### ABOUT THIS TASK
As the answer, set down the lines below from the one containing "Exercise. Point out the small" through the one containing "Exercise. Point out the scaly", exactly and inclusively, and no others.

### EXERCISE MATERIAL

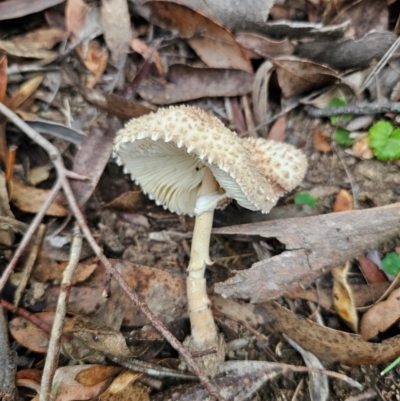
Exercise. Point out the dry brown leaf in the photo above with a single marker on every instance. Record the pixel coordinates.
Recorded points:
(34, 44)
(68, 389)
(240, 15)
(95, 60)
(296, 76)
(75, 15)
(29, 335)
(117, 28)
(362, 150)
(24, 91)
(259, 46)
(371, 271)
(188, 83)
(128, 202)
(381, 316)
(213, 43)
(30, 378)
(343, 298)
(331, 345)
(321, 142)
(45, 38)
(30, 200)
(343, 201)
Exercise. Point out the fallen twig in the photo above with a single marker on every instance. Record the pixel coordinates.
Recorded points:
(31, 317)
(29, 263)
(53, 353)
(63, 182)
(382, 62)
(358, 109)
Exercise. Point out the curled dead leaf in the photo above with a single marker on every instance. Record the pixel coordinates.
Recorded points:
(214, 44)
(331, 345)
(362, 150)
(188, 83)
(95, 60)
(24, 91)
(343, 298)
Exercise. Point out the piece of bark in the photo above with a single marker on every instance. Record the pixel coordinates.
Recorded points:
(314, 245)
(8, 368)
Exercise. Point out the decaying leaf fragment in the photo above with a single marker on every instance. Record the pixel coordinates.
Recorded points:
(343, 298)
(30, 199)
(214, 44)
(188, 83)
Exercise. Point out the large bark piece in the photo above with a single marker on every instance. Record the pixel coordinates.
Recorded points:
(314, 245)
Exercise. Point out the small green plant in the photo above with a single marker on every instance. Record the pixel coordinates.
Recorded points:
(337, 102)
(391, 263)
(304, 198)
(342, 137)
(385, 140)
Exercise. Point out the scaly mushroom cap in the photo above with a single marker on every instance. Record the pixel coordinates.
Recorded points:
(166, 152)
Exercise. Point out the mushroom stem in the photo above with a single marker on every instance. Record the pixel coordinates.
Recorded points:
(204, 331)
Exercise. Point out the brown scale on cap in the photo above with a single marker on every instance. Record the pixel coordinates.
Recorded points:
(165, 153)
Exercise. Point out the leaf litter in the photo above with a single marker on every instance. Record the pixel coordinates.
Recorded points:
(125, 62)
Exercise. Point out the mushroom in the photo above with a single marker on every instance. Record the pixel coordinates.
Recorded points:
(190, 163)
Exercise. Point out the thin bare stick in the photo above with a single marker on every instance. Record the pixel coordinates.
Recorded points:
(29, 233)
(53, 353)
(29, 263)
(63, 175)
(8, 368)
(382, 62)
(357, 109)
(32, 318)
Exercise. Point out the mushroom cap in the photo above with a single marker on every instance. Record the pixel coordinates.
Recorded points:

### TASK SOLUTION
Exercise. Point out the small green plant in the photo above with a single marker on every instance. Record the pixel coordinates.
Recorded points:
(337, 102)
(391, 263)
(304, 198)
(342, 137)
(385, 140)
Exercise. Point out the scaly mushroom cap in the photo above with a single marker on every instance. Record the pixel coordinates.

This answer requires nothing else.